=== GIVEN TASK ===
Pull out each line of the entries below that contains the string "Target", matching case exactly.

--- DATA LINES ---

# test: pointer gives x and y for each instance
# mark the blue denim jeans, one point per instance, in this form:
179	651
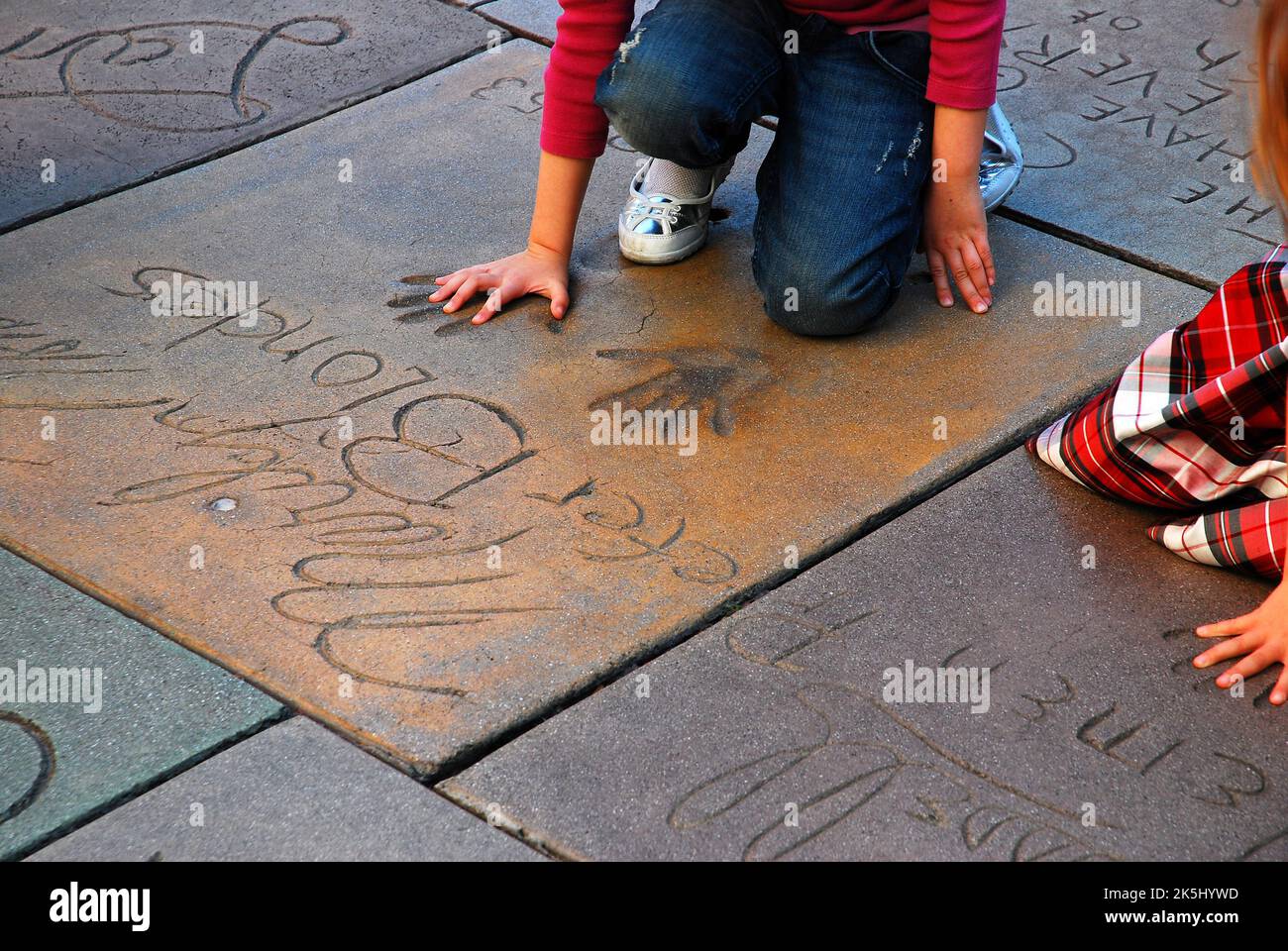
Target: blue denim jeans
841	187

---
--- DATA LINES ---

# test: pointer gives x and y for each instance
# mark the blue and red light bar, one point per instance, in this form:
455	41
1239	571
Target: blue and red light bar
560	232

---

=== SOLUTION TO THE EXERCISE ===
Target: blue denim jeans
Target: blue and red light bar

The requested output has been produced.